— THINGS TO DO —
• 1. In the thread about converting a hashing subroutine to Perl, which book and page is the C++ subroutine taken from?
• 2. Resume the thread about converting a hashing subroutine to Perl, picking up right after the last line shown.

— TEXT PROVIDED —
Trying to convert small C++ subroutine (by Peter Weinberger) to Perl

Discussion in 'Perl Misc' started by David Filmer, Feb 24, 2009.

  1. David Filmer

    David Filmer Guest

    Greetings.

    In the book, "Programming in C++" by Stephen Dewhurst and Kathy Stark
    (1989, Prentice Hall, page 14), I find a short hashing subroutine
    ("hash" as in cryptographic hash, not an associative array) by the
    famous Peter Weinberger.

    The subroutine accepts a string, and returns a numerical value. One
    possible application of such a subroutine would be for storing (and
    retrieving) of a vast number of files (many thousands or millions) -
    the files could be stored in an arbitrary number of directories/
    filesystems (ie, "hash buckets") and retrieved based on the hash value
    of their filename.

    I wish to convert this C++ subroutine to a Perl subroutine. But my
    knowledge of C++ is limited to what I learned in a class in college -
    I have never coded in C++ and I am severely deficient in this
    language.

    Based on my limited C++ skills, I have made an effort to do this
    conversion, but it does not produce the expected results. I was
    hoping someone here who was more familiar with C++ could point out the
    error of my ways.

    Here is subroutine from the book, based on Peter Weinberger's code:

    int
    hashpjw( char *s ) {
    const prime = 211;
    unsigned hash = 0, g;

    for( char *p = s; *p, p++ ) {
    hash = ( hash << 4 ) + *p;
    // assumes 32 bit int size
    if( g = hash & 0xf0000000 ) {
    hash ^= g >> 24;
    hsh ^= g;
    }
    }
    return hash % prime;
    }


    Here is my <lame>attempt</lame> to convert it to Perl:

    #!/usr/bin/perl
    use strict;

    print hashpjw( 'bar', 123 );

    sub hashpjw {
    my( $char, $s ) = @_;
    my $prime = 211;
    my ( $hash, $g, $p );
    for my $char( $p = $s, $p, $p++ ) {
    $hash = ( $hash << 4 ) + $p;
    if( $g = $hash & 0xf0000000 ) {
    $hash = $hash ^ ($g >> 24);
    $hash = $hash ^ $g;
    }
    }
    return $hash % $prime;
    }
    __END__

    Any assistance is greatly appreciated!
     
    David Filmer, Feb 24, 2009
    #1
    1. Advertising

  2. David Filmer <> wrote:
    > In the book, "Programming in C++" by Stephen Dewhurst and Kathy Stark
    > (1989, Prentice Hall, page 14), I find a short hashing subroutine
    > ("hash" as in cryptographic hash, not an associative array) by the
    > famous Peter Weinberger.


    > The subroutine accepts a string, and returns a numerical value. One
    > possible application of such a subroutine would be for storing (and
    > retrieving) of a vast number of files (many thousands or millions) -
    > the files could be stored in an arbitrary number of directories/
    > filesystems (ie, "hash buckets") and retrieved based on the hash value
    > of their filename.

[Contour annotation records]
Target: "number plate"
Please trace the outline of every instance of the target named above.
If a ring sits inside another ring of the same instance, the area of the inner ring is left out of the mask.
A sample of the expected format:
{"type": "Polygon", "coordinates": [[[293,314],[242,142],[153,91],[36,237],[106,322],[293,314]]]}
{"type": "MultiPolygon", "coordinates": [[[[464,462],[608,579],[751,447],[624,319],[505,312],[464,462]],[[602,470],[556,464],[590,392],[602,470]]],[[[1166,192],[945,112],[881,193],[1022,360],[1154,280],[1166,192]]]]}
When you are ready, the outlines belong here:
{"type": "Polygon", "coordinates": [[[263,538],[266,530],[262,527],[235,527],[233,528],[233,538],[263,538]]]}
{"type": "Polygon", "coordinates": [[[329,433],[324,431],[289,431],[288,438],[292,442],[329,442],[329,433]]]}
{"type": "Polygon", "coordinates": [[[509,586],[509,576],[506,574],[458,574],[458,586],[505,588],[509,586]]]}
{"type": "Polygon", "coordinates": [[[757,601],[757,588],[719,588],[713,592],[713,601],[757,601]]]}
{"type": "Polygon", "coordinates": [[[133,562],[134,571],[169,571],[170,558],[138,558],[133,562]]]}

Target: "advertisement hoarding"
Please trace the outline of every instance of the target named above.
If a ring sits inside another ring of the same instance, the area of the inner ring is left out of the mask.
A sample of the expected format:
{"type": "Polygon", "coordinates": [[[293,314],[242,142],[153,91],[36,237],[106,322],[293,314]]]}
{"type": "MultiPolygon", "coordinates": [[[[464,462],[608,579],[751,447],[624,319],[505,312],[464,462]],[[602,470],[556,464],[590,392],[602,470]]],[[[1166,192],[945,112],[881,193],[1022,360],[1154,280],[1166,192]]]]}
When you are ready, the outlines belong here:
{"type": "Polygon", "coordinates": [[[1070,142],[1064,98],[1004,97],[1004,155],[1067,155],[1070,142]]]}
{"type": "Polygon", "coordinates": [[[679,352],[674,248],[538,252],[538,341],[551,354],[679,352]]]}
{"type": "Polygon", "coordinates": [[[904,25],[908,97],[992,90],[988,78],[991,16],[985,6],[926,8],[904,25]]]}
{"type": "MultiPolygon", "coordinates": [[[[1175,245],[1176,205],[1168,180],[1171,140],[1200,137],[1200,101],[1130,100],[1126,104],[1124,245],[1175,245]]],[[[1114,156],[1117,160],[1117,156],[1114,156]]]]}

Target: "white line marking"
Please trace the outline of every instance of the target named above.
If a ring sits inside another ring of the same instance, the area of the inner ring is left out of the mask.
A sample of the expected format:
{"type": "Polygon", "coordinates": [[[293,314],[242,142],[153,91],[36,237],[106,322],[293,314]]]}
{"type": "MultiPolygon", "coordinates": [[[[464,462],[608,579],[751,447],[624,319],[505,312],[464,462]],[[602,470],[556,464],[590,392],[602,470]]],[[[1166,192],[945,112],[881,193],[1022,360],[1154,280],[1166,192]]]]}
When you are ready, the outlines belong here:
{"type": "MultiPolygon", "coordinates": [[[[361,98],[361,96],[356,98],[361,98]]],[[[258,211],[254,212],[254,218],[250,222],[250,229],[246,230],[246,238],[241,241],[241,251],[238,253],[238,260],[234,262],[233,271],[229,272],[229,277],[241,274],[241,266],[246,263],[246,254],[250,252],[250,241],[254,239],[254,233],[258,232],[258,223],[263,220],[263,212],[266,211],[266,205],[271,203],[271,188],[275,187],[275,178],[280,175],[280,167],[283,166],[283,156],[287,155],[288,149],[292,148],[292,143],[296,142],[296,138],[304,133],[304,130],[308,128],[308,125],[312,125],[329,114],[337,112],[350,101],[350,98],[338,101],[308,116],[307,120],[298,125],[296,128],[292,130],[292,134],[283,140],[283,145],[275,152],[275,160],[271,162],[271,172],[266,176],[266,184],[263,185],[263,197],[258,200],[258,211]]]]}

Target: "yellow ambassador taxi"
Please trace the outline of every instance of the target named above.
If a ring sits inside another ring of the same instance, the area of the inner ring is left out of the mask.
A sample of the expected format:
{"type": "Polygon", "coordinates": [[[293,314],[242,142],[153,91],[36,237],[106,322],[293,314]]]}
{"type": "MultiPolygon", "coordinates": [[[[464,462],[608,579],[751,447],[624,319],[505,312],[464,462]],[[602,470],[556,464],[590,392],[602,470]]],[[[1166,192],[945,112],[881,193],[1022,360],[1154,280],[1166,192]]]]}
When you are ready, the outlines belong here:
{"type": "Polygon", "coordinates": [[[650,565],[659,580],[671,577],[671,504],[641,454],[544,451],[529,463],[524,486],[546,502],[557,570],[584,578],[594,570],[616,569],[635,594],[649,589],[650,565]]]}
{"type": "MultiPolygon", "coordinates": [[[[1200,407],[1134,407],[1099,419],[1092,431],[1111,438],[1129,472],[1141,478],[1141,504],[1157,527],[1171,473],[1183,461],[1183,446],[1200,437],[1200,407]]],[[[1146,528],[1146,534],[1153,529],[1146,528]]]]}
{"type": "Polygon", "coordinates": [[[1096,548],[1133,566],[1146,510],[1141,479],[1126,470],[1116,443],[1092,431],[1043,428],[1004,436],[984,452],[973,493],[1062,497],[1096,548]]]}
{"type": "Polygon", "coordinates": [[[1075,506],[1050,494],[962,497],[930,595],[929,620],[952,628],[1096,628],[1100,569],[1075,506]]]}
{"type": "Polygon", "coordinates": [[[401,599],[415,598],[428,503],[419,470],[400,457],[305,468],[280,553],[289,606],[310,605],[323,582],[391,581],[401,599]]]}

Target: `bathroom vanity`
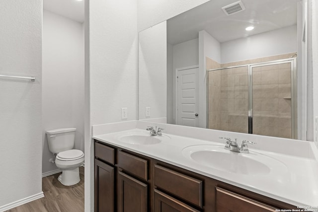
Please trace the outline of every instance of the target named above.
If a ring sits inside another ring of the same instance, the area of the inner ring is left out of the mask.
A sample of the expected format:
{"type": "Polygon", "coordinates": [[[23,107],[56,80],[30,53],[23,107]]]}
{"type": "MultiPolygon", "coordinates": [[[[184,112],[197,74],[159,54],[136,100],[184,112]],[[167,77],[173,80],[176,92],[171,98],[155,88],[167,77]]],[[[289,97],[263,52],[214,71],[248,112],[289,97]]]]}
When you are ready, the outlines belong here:
{"type": "MultiPolygon", "coordinates": [[[[255,160],[264,161],[262,153],[257,156],[258,153],[251,150],[241,161],[242,153],[224,149],[225,142],[196,140],[191,143],[195,140],[163,134],[157,138],[144,130],[133,129],[93,137],[95,212],[275,212],[313,206],[302,201],[311,195],[309,191],[317,189],[316,184],[309,190],[306,187],[310,182],[302,182],[303,186],[295,188],[297,182],[286,176],[299,176],[287,173],[282,166],[272,166],[271,156],[268,163],[262,162],[270,168],[267,173],[266,168],[261,170],[261,166],[259,170],[256,167],[254,169],[253,165],[248,164],[249,159],[245,159],[255,157],[255,160]],[[196,150],[201,147],[203,151],[196,150]],[[196,156],[193,154],[196,152],[196,156]],[[223,152],[218,156],[222,159],[211,163],[228,167],[193,161],[199,155],[213,160],[205,155],[209,152],[223,152]],[[227,161],[222,158],[223,155],[232,157],[229,158],[232,164],[247,161],[247,165],[238,164],[233,169],[222,164],[227,161]],[[249,170],[252,168],[253,170],[249,170]]],[[[300,175],[304,177],[304,174],[300,175]]],[[[314,196],[311,198],[315,200],[314,196]]]]}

— EXERCISE ANSWERS —
• 1. Page 14 of "Programming in C++" by Stephen Dewhurst and Kathy Stark (1989, Prentice Hall).

• 2.
    Mmmm, but you also have to take into account possible "hash
    collisions"...

    > I wish to convert this C++ subroutine to a Perl subroutine. But my
    > knowledge of C++ is limited to what I learned in a class in college -
    > I have never coded in C++ and I am severely deficient in this
    > language.


    > Based on my limited C++ skills, I have made an effort to do this
    > conversion, but it does not produce the expected results. I was
    > hoping someone here who was more familiar with C++ could point out the
    > error of my ways.


    > Here is subroutine from the book, based on Peter Weinberger's code:


    > int
    > hashpjw( char *s ) {
    > const prime = 211;
    > unsigned hash = 0, g;


    > for( char *p = s; *p, p++ ) {
    > hash = ( hash << 4 ) + *p;
    > // assumes 32 bit int size
    > if( g = hash & 0xf0000000 ) {
    > hash ^= g >> 24;
    > hsh ^= g;
    > }
    > }
    > return hash % prime;
    > }


    Your 'prime' is awfully small, with that you never get more
    than 211 different hash values...

    > Here is my <lame>attempt</lame> to convert it to Perl:


    > #!/usr/bin/perl
    > use strict;


    use warnings;

    ;-)

    > print hashpjw( 'bar', 123 );


    Why do you pass it two arguments if the C/C++ version only
    takes a single one, the string of which you want to compute
    the hash value?

    > sub hashpjw {
    > my( $char, $s ) = @_;
    > my $prime = 211;
    > my ( $hash, $g, $p );
    > for my $char( $p = $s, $p, $p++ ) {
    > $hash = ( $hash << 4 ) + $p;
    > if( $g = $hash & 0xf0000000 ) {
    > $hash = $hash ^ ($g >> 24);
    > $hash = $hash ^ $g;
    > }
    > }
    > return $hash % $prime;
    > }


    Try this instead (and pass it just the string)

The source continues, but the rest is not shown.